● **ASSIGNMENT A**
In the passage on data curation, which two genomics terms might an automatic system wrongly suggest are the same thing?
● **ASSIGNMENT B**
Continue the passage on data curation from the point where it stops.

● **SELECTED EXCERPT**
★ ★ ★ ★

As a result, most enterprises will be lacking in data science expertise. Therefore, any third-generation data curation product must use these techniques internally, but not expose them in the user interface. Mere mortals must be able to use data curation products, and a PhD in analysis techniques cannot be a requirement for a user of a curation tool.

Tenet 3: Fully automatic data curation is not likely to be successful

Some data curation products expect to run fully automatically. In other words, they translate input data sets into output without human intervention. Fully automatic operation is very unlikely to be successful in an enterprise for a variety of reasons. First, there are curation decisions that simply cannot be made automatically. For example, consider two records; one stating that restaurant X is at location Y while the second states that restaurant Z is at location Y. This could be a case where one restaurant went out of business and got replaced by a second one or it could be a food court. There is no good way to know the answer to this question without human guidance.

Second, there are cases where data curation must have high reliability. Certainly, consolidating medical records should not make errors. In such cases, one wants a human to check all (or maybe just some) of the automatic decisions. Third, there are situations where specialized knowledge is required for data curation. For example, in a genomics application one might have two terms: ICU50 and ICE50. An automatic system might suggest that these are the same thing, since the lexical distance between the terms is low. However, only a human genomics specialist can decide this question.

★ ★ ★ ★

● **Records from a data source**
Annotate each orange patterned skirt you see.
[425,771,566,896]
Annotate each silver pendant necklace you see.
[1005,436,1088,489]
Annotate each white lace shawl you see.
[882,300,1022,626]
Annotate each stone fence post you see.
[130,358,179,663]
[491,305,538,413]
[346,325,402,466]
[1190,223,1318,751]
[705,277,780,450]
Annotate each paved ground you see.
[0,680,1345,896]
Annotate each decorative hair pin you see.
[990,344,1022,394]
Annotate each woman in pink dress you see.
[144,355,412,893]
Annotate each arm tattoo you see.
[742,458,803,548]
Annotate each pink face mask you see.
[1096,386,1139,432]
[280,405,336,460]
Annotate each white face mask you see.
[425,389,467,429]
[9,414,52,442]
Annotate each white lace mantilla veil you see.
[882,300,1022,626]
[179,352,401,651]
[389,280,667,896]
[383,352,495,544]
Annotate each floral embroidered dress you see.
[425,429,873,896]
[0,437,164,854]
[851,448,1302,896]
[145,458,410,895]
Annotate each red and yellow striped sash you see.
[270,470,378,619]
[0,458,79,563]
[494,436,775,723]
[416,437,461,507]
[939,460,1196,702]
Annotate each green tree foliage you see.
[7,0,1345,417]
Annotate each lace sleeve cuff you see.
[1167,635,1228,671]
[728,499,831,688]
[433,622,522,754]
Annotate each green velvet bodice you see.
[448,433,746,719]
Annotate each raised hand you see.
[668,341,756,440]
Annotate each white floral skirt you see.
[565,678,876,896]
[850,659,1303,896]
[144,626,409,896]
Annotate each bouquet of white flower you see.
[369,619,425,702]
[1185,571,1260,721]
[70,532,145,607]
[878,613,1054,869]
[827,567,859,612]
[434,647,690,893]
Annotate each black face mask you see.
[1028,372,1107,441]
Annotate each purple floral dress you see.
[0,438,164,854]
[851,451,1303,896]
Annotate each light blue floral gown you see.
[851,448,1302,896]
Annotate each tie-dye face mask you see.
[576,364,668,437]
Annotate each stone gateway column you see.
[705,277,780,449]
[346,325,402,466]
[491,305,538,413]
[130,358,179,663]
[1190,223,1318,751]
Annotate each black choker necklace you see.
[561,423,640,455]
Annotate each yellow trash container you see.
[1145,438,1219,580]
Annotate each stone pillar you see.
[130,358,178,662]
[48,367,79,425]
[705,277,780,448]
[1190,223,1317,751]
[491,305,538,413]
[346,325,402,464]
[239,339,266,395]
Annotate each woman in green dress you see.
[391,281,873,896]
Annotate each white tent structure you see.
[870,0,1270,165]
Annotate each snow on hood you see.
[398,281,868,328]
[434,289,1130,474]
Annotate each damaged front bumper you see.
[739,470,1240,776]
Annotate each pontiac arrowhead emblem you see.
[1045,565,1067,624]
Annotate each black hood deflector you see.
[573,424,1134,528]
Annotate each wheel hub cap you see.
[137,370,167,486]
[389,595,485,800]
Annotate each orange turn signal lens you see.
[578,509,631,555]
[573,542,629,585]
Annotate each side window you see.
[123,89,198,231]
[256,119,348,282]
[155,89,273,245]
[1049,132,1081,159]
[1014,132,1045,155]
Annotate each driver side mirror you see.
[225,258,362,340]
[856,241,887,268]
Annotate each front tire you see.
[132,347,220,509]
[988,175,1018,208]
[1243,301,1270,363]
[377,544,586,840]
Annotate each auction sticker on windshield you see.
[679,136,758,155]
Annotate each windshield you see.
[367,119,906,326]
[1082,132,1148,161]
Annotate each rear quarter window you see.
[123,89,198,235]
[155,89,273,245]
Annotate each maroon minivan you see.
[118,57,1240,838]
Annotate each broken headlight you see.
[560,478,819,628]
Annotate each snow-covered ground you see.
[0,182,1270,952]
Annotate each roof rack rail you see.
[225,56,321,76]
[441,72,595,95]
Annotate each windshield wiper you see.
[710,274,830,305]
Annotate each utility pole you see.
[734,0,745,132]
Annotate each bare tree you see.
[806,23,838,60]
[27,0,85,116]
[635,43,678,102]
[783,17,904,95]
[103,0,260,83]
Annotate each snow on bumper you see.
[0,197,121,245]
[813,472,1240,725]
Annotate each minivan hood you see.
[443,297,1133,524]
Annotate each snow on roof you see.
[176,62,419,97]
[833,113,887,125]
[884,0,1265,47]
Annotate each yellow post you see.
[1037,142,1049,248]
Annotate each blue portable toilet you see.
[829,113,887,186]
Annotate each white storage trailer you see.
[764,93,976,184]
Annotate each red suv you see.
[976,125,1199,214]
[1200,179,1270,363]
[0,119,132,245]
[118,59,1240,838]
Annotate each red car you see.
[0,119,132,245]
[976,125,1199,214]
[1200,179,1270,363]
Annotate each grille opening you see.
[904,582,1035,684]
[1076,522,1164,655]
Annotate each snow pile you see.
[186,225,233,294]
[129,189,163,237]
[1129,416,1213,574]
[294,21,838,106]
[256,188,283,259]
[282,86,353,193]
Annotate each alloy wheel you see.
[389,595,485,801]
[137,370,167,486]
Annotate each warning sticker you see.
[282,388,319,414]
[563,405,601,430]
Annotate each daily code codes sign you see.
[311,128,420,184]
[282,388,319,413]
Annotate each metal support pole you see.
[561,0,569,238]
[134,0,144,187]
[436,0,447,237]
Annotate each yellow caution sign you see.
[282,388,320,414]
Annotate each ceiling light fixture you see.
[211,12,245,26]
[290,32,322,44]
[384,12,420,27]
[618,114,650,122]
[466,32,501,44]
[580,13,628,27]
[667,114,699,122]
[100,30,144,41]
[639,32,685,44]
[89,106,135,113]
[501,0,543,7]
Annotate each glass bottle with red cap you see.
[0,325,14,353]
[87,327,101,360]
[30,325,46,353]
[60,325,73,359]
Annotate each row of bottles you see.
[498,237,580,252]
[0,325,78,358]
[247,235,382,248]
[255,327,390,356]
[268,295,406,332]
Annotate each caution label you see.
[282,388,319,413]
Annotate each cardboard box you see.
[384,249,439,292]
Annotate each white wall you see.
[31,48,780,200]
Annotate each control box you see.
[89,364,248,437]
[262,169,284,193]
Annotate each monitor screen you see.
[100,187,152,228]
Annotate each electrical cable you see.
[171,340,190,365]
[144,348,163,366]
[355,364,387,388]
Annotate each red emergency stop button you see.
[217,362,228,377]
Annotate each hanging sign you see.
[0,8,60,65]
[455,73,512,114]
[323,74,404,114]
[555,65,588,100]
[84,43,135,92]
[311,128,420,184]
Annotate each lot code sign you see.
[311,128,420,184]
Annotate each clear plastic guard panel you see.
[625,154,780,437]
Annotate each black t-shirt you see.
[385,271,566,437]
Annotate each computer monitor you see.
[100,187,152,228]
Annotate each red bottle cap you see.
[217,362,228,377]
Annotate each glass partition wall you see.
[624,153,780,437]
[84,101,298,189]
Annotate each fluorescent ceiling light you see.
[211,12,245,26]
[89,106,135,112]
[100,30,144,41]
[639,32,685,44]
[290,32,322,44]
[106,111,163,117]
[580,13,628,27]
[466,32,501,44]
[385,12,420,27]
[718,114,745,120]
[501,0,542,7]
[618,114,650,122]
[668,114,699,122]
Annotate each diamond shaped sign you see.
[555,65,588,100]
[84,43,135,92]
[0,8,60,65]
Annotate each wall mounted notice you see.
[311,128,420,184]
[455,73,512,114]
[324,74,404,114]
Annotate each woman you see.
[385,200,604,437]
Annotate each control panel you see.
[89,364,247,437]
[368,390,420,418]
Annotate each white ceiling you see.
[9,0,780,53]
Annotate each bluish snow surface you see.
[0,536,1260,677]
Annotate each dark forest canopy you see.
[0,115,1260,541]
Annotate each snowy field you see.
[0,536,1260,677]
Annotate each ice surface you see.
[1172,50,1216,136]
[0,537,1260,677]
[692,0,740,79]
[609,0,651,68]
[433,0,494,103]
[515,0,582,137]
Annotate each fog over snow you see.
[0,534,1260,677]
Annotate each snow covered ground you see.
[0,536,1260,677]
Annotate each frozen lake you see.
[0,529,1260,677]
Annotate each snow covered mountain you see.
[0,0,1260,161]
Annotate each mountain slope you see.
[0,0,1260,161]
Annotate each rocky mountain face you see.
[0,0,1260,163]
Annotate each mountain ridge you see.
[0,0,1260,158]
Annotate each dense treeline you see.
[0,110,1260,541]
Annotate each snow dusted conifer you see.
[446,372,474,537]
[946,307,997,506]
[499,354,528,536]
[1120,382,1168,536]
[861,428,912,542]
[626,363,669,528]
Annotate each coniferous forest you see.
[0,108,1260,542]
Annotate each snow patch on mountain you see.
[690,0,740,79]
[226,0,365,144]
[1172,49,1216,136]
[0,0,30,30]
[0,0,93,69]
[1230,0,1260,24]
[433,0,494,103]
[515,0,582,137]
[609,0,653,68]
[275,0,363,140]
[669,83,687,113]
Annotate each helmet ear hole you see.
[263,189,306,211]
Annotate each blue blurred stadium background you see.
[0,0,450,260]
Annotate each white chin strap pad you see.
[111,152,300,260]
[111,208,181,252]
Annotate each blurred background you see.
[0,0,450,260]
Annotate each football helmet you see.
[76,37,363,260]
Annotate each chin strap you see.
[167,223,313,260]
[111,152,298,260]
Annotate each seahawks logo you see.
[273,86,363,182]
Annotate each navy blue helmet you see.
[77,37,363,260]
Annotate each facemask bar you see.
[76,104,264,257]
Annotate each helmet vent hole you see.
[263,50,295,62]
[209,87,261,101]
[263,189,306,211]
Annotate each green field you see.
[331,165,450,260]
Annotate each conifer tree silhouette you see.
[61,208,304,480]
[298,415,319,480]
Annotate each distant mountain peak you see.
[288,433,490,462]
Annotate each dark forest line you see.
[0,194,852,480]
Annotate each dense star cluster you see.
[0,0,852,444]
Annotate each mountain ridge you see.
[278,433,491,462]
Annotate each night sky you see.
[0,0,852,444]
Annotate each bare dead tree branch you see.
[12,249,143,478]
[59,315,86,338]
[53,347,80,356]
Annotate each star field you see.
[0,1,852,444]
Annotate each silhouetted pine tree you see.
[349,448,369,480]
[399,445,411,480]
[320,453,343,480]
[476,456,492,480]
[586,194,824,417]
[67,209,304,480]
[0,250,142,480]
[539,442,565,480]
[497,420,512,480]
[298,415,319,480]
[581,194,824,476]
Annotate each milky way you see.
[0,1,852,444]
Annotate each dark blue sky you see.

★ ★ ★ ★

● **FINAL ANSWER A**
ICU50 and ICE50.

● **FINAL ANSWER B**
For these reasons, any third-generation curation system must be able to ask a human expert when it is unsure of the answer. Moreover, human expertise is quite different from the model assumed by Amazon’s Mechanical Turk. Specifically, one must have multiple domains in which a human can be an expert. Within a single domain, humans have a variable amount of expertise from a novice level to enterprise expert. Lastly, an expert sourcing system must avoid overloading the humans that it is scheduling. When considering a third generation data curation system, look for an embedded expert system with levels of expertise, load balancing and multiple expert domains.

Tenet 4: Data curation must fit into the enterprise ecosystem

Every enterprise has a computing infrastructure in place. This includes a collection of DBMSs storing enterprise data, a collection of application servers and networking systems and a set of installed tools and applications. Any new data curation system must fit into this existing infrastructure. For example, it must be able to extract from corporate databases, use legacy data cleaning tools and export data to legacy data systems. Hence, an open environment is required whereby callouts are available to existing systems. In addition, adaptors to common input and export formats is a requirement. Do not use a curation system that is a closed ”black box.”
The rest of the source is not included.